__Objective__: Change every "construction crane" in the data to "tower crane" and keep everything else the same. Leave the pictures out of your answer.

__Records for the exercise__:

— START —

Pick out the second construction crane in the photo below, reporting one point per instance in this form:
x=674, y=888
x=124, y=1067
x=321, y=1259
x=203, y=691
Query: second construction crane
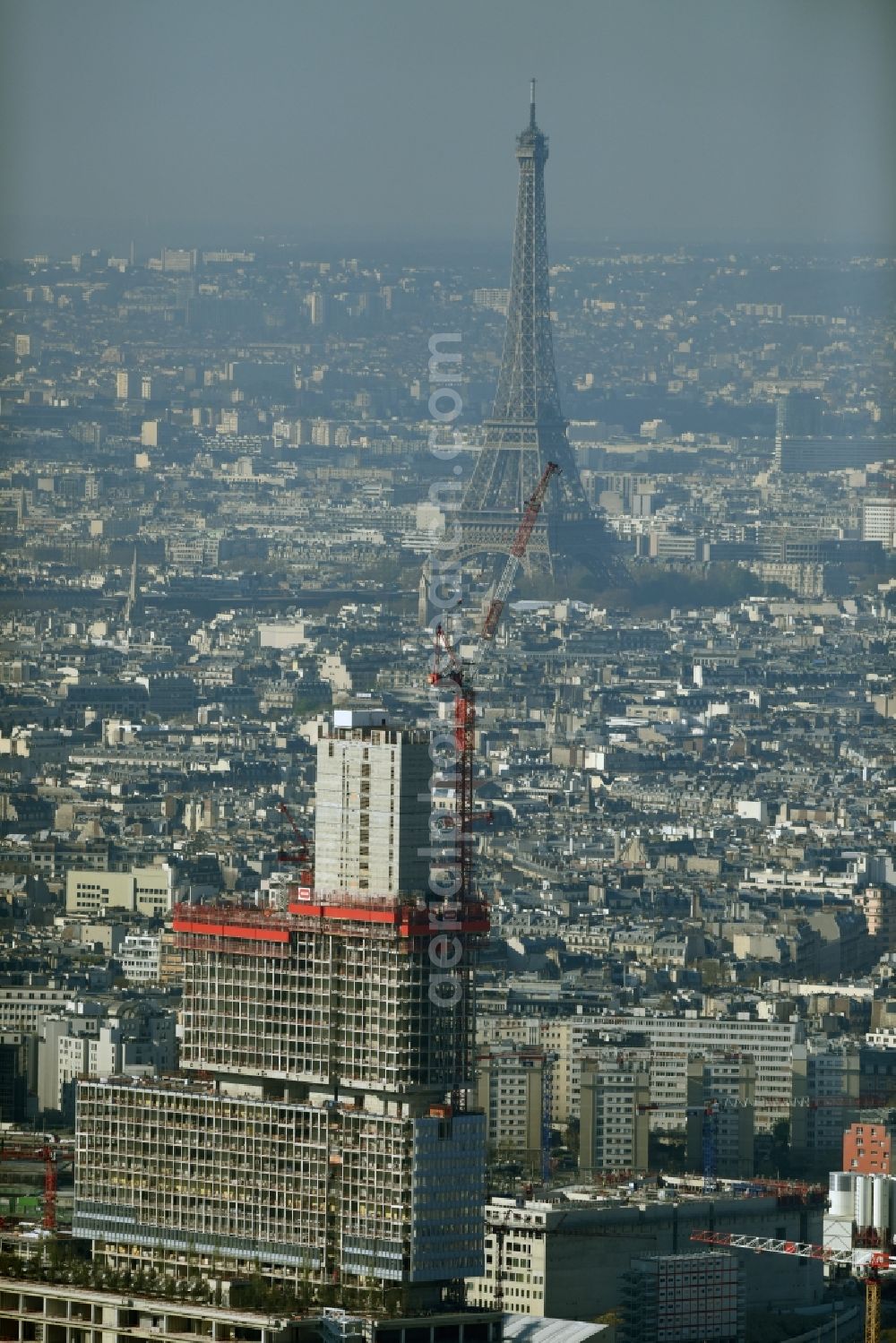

— END —

__Result for this task__:
Pick out the second tower crane in the photo below, reporting one point per instance in this form:
x=674, y=888
x=124, y=1067
x=321, y=1259
x=203, y=691
Query: second tower crane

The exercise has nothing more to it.